___ Article

Le directeur artistique dans la mode : un métier en pleine mutation (Partie 2)

Luxus+ Magazine poursuit son enquête sur la place du directeur artistique dans les maisons de mode. Le temps où un couturier demeurait indissociable de sa marque semble en effet bel et bien révolu. D’autant que ces dernières années, le rythme de la mode s’est considérablement accéléré, si bien que certains créateurs déplorent le fait de devoir réaliser des collections en quelques semaines.

 

C’est notamment le cas de Raf Simons pour qui la création est un processus long, incompatible avec l’hyperactivité demandée aux directeurs artistiques. Certains pourtant se sont parfaitement adaptés à ce rythme effréné. C’est le cas de Rick Owens, parlant de notre époque comme de « l’âge d’or de la mode », ou de Karl Lagerfeld, dont la créativité prolifique s’accommodait très bien de l’urgence dans laquelle il devait travailler en permanence.

______
___ Données affichées

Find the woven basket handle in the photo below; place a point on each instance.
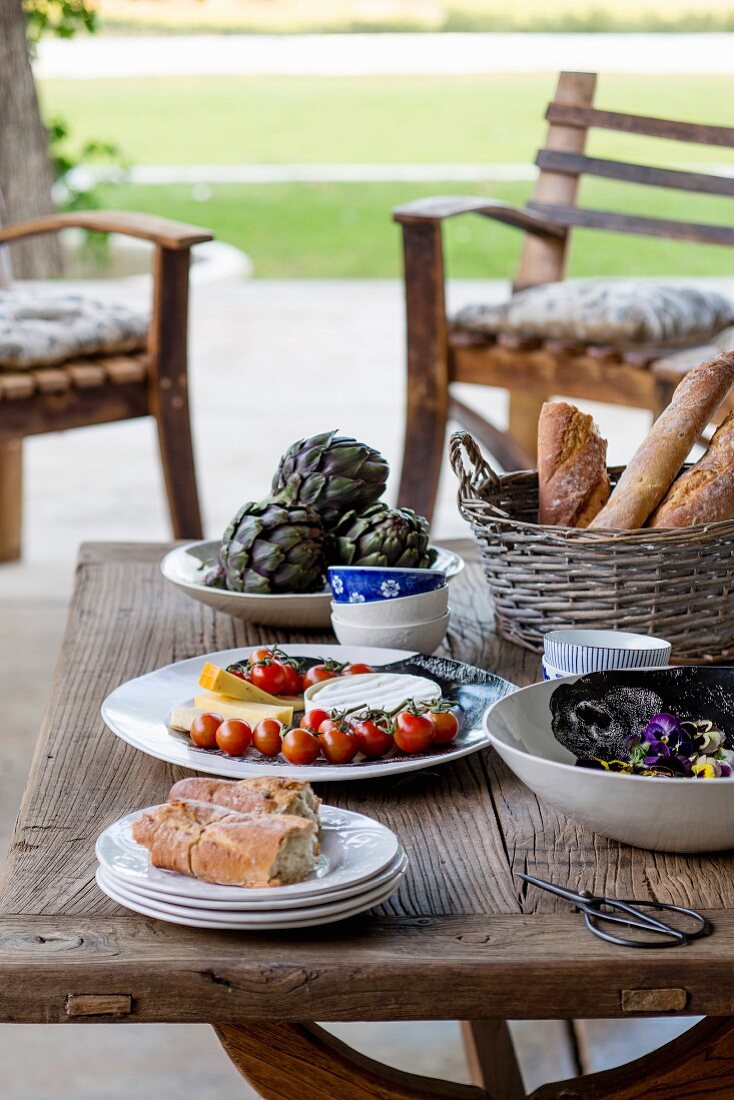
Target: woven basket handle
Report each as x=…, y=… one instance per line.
x=479, y=473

______

*Consigne*:
Résumez sous forme de liste le paragraphe de l'article qui commence par « C'est notamment le cas de Raf Simons » en conservant ses informations essentielles.

*Réponse*:
- Raf Simons voit la création comme un processus long, incompatible avec l'hyperactivité exigée des directeurs artistiques.
- D'autres créateurs se sont parfaitement adaptés à ce rythme effréné.
- Rick Owens qualifie notre époque d'« âge d'or de la mode ».
- La créativité prolifique de Karl Lagerfeld s'accommodait très bien de l'urgence permanente de son travail.